= DATASET EXCERPTS =
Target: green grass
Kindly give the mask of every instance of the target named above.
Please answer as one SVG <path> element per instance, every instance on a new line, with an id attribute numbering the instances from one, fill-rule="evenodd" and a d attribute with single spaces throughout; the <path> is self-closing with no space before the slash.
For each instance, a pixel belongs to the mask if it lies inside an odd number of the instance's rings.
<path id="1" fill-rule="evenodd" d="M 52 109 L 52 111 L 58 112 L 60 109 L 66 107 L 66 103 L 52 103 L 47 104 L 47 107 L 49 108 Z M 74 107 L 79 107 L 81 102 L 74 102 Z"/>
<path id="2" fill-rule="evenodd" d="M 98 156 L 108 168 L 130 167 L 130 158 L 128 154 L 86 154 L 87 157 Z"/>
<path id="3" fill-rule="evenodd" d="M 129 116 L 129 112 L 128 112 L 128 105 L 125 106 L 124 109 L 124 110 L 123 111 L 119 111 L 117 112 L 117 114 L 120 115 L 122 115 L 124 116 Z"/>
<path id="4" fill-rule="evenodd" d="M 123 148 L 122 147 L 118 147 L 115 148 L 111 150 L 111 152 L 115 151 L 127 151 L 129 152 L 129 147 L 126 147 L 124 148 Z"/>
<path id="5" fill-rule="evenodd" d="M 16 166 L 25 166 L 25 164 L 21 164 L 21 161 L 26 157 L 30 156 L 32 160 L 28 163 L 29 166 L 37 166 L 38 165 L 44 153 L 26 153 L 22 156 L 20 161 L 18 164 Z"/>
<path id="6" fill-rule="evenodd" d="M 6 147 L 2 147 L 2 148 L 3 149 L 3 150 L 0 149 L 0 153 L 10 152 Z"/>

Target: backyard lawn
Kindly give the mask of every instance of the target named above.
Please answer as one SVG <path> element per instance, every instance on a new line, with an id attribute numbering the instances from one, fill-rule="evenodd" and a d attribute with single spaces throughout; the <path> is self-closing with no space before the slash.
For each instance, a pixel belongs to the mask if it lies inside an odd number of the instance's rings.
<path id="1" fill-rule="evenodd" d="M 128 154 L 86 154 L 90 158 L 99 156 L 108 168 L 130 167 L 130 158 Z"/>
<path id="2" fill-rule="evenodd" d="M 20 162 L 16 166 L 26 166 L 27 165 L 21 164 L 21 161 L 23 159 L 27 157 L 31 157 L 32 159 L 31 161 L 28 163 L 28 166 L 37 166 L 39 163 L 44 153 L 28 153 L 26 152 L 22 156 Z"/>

= THE REQUEST =
Rewrite all of the material above, requests included. Scale every coordinate in the answers by 0.95 and round each result to a whole number, rounding halves up.

= TASK SOLUTION =
Target: green grass
Kindly give the mask of every instance of the target named above.
Please answer as one SVG <path> element per instance, every instance on a new line, with an id attribute numbering the instances from one, fill-rule="evenodd" and a d attribute with single spaces throughout; the <path> is self-closing with no space before the slash.
For each instance, a pixel belongs to the mask if it lies inside an odd number of the instance's rings.
<path id="1" fill-rule="evenodd" d="M 49 104 L 49 105 L 55 106 L 57 104 L 63 102 L 63 98 L 49 98 L 45 99 L 45 102 L 47 103 Z M 70 102 L 75 102 L 77 97 L 70 97 Z"/>
<path id="2" fill-rule="evenodd" d="M 93 148 L 103 160 L 124 159 L 124 150 L 122 146 L 82 146 L 83 149 Z"/>
<path id="3" fill-rule="evenodd" d="M 123 110 L 123 106 L 122 106 L 122 100 L 119 101 L 118 104 L 118 105 L 117 105 L 113 105 L 111 106 L 111 108 L 114 109 L 116 109 L 118 110 Z"/>
<path id="4" fill-rule="evenodd" d="M 117 141 L 116 140 L 112 140 L 109 141 L 105 143 L 105 144 L 109 143 L 121 143 L 123 144 L 123 140 L 120 140 L 118 141 Z"/>
<path id="5" fill-rule="evenodd" d="M 15 158 L 24 158 L 24 156 L 20 156 L 20 153 L 25 149 L 29 148 L 30 152 L 27 155 L 28 158 L 35 158 L 36 157 L 42 145 L 25 145 L 21 148 L 19 153 L 17 156 Z"/>
<path id="6" fill-rule="evenodd" d="M 6 140 L 2 140 L 2 141 L 3 142 L 3 143 L 0 142 L 0 145 L 10 144 Z"/>

Target: backyard lawn
Kindly give the mask of every instance of the target named above.
Please answer as one SVG <path> element per instance, every instance on a new line, with an id attribute numbering the instances from one, fill-rule="evenodd" and a d attribute with single spaces throughout; the <path> is self-closing with no space before the slash.
For each instance, a pixel belongs to the mask if it lies inside an odd number of the instance's rings.
<path id="1" fill-rule="evenodd" d="M 122 146 L 82 146 L 86 150 L 94 148 L 103 160 L 124 159 L 124 150 Z"/>
<path id="2" fill-rule="evenodd" d="M 19 154 L 15 158 L 25 158 L 26 157 L 20 156 L 20 153 L 22 151 L 26 149 L 29 149 L 30 151 L 29 153 L 27 155 L 27 158 L 35 158 L 37 155 L 42 145 L 27 145 L 25 144 L 21 148 Z"/>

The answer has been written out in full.